### [TASK STATEMENT]
Where does the string "white" appear in the material? Copy each line that holds it.

### [MATERIAL FOR THIS TASK]
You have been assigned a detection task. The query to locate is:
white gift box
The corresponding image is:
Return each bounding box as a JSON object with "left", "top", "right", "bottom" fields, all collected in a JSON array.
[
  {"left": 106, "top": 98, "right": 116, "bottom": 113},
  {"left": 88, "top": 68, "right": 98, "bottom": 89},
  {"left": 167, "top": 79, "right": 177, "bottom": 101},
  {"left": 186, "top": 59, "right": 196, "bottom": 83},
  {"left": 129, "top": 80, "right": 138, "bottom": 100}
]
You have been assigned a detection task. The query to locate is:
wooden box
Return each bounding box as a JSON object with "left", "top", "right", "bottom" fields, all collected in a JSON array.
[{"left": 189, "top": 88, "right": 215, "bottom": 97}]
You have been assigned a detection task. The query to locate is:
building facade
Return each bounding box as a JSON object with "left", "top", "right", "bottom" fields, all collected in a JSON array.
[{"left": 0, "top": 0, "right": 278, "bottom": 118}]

--

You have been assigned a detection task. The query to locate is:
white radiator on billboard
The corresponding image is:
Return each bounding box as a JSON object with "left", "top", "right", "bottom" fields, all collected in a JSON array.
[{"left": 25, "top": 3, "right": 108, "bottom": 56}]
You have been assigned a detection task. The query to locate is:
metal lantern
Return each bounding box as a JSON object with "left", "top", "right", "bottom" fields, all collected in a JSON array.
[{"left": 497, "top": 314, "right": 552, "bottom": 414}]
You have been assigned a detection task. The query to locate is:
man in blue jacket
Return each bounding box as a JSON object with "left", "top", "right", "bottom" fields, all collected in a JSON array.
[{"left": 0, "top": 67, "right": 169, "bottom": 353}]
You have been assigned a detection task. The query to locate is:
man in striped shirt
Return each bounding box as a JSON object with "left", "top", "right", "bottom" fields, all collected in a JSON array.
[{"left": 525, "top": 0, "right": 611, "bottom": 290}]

### [RESULT OF THE TASK]
white gift box
white radiator on billboard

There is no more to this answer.